Your answer should consist only of the records, copied exactly, with the images removed.

▸ Data extract:
★ ★ ★
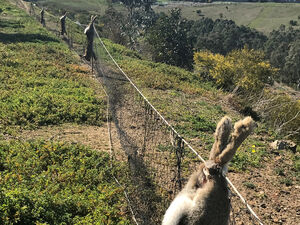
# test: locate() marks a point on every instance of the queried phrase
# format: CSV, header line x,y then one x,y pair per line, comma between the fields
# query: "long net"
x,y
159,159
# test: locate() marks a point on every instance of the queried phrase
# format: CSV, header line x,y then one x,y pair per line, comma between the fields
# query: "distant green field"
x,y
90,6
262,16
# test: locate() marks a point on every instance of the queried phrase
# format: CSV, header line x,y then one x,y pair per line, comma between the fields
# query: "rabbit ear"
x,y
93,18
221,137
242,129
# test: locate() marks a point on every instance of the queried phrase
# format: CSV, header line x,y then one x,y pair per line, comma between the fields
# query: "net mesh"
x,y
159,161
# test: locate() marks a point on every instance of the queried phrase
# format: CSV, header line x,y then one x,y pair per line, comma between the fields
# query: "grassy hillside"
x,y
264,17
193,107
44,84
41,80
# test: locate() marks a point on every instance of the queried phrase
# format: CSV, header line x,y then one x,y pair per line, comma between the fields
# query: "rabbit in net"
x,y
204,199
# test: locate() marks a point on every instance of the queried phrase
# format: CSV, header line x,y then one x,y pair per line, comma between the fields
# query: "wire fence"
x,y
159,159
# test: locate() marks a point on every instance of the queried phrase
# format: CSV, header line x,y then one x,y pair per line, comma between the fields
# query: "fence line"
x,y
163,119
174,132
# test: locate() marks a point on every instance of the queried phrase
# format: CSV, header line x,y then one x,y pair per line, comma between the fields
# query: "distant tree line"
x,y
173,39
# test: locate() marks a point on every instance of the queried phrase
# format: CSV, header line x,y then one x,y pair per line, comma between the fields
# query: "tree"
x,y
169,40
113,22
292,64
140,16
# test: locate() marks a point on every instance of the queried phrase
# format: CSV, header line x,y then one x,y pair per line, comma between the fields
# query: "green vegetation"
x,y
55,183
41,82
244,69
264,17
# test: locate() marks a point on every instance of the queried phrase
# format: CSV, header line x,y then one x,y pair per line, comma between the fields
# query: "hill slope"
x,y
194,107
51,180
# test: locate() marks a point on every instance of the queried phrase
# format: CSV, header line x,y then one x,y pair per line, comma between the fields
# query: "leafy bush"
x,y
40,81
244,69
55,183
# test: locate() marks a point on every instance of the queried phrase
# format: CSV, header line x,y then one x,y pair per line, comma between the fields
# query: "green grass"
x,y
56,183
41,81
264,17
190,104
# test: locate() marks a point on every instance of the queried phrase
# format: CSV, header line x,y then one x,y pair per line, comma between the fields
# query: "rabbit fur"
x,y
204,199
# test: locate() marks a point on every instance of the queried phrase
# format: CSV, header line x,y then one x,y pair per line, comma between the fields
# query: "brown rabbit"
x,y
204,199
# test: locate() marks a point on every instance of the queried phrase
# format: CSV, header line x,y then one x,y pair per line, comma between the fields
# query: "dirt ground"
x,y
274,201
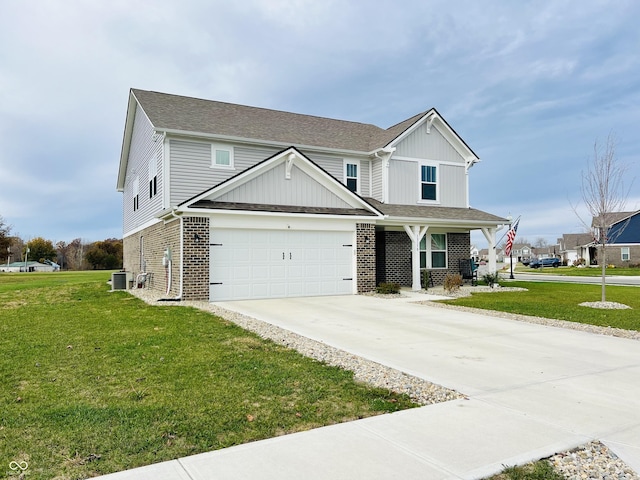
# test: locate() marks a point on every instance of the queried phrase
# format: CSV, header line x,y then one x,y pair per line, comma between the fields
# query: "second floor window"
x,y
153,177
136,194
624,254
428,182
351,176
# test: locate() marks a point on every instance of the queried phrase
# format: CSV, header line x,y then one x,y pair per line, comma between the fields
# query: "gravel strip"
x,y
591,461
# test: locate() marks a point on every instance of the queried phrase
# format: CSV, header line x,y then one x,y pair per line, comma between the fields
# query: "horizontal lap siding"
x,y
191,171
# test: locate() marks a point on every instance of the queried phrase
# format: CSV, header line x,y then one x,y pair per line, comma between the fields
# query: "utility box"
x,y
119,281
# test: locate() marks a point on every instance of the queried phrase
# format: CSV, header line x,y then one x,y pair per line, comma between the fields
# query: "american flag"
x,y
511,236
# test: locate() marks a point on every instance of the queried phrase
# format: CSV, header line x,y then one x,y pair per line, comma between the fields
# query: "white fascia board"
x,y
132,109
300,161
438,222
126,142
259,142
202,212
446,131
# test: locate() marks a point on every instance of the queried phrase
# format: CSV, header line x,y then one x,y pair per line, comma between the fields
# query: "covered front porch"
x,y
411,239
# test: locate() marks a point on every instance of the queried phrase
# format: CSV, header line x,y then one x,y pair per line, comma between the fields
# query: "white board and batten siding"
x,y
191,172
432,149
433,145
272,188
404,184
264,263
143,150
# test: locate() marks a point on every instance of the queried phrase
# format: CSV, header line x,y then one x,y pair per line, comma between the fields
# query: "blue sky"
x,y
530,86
★ ★ ★
▸ Finished exercise:
# test: locate() marks a point on every instance of the queried phrase
# format: CSV, header line x,y then one x,y pair per line, comma between the fields
# query: "long net"
x,y
159,159
# test: locate() marks a point on every instance of the queried phrase
# format: CSV, header line x,y then one x,y pair per line, comma between the fields
# query: "distant green field"
x,y
90,6
262,16
# test: locate() marks a point on every instance of the queried phrase
# format: CSV, header line x,y then one x,y pair per line, comma between the fields
# query: "rabbit ear"
x,y
93,18
221,137
242,129
# test: locate() marks a point on every instance of the queried phrase
# format: CSV, header line x,y then one x,y pair per line, comma between the fields
# query: "net mesh"
x,y
159,161
# test: locate() marks a point on every instance of the queried phrase
# format: CSV, header line x,y then one x,y pair per line, comma between the fields
# query: "grassy hillside"
x,y
264,17
193,107
44,84
41,80
# test: locate() marks a point on every instance of the queried phrase
# format: CSV, header line x,y then one x,y pair per line, comma between the fields
# query: "rabbit in net"
x,y
204,199
# test: locate() marks a point on every instance of the queried phrase
# format: CSV, header line x,y then one x,y pair per line, comma between the fields
# query: "wire fence"
x,y
159,159
# test: locate() marks a point on every instance of the queried phrase
# format: CSV, header line x,y then one x,y pair per line, comma between the fields
# query: "fence line"
x,y
163,119
174,132
# test: locate() marks a point on every instance of the queried phrase
# format: CSV, header line x,y then one x,y pair per line, comma between the fields
# query: "distant tree line"
x,y
173,39
# test: locate() marks a point on every instance of the queried phrase
# format: CSV, header line x,y then one x,y pair per line, comma between the fields
# query: "tree"
x,y
169,40
113,22
292,64
140,16
# test: locate() marks a point on every instance of the queried phrase
# format: CSV, header line x,y then one x,y pair per line, comma between the fields
# query: "green vegetation"
x,y
55,183
41,82
244,69
264,17
# test: locate() marks a point on every instance of the queried phrase
# format: CSV, header line x,y then one x,y pair per line, comma between the fields
# query: "hill slope"
x,y
194,107
51,180
# test: locate() marks a point on every instance of the queried phrase
# format: CSV, header line x,y then one x,y pair per line, comma between the fields
# query: "leafy bush"
x,y
40,81
244,69
55,183
# test: locate() marks a point on every instance of the queried phrase
# format: CSV, header line x,y then one x,y pair per line, comma between the fields
# query: "green grass"
x,y
56,183
41,81
264,17
190,104
# test: locate() marks a point on every instance of the queried phrase
# format: CSV, header line x,y then one x,y pair per line, comma between the fields
# query: "rabbit fur"
x,y
204,199
# test: locate() marks a point on every instance of the queried phrase
# format: CSV, header line x,y then one x,y pair per line, comma between the fields
# query: "brown rabbit"
x,y
204,199
# test: locate() marks a point on every instance of the queried phrase
# format: CSV, header line x,y then one x,y pair per line, comma between the fields
# query: "dirt ground"
x,y
274,201
# test: locate() marks a point on every instance of the queried phrase
# format: CSV, header line x,y then one x,y pair per line, comma between the fields
# query: "second floor window"
x,y
153,177
136,194
624,254
428,182
351,176
# test: locate() marks a point on every instance of the queried phrase
# format: CSV, header line x,y then one x,y pair per line, comma between the fields
# query: "gravel strip"
x,y
591,461
# test: locate() marks a point on every instance of the queried phrase
# format: CSV, header line x,y then one x,y pair per line, comma between the fields
# query: "horizontal lap siding"
x,y
191,171
# test: locate() marks a point on every instance of the queried phrase
# format: CSV, header line x,y then one x,y pair per line, comma between the fields
# query: "utility box"
x,y
119,281
# test: locate() marks a point on every instance of the queried phrase
# format: CSV, header line x,y then one x,y pair per line, comma between the fields
# query: "american flag"
x,y
511,236
# test: locate() marks a point on every instance of the queried phrase
# format: CSV, header line x,y then one x,y pair per line, comma between the fields
# query: "white fascia board"
x,y
132,109
300,161
438,222
126,142
259,142
202,212
446,131
# test: locate() marks a point on every instance of the queried phrase
# format: CSV, header line x,y then one x,y pair per line, comma between the fields
# query: "covered front porch"
x,y
411,239
# test: locate() marks a point on every instance of the queried phrase
# format: CSV, header line x,y then one x,y pair per line, comma between the fields
# query: "white board and batten siding"
x,y
191,172
432,149
433,145
272,188
404,184
264,263
143,150
# test: locate() marks a point on every instance of the queried phrase
# format: CSV, header line x,y then one x,y pair per line, comma between the fields
# query: "blue sky"
x,y
530,86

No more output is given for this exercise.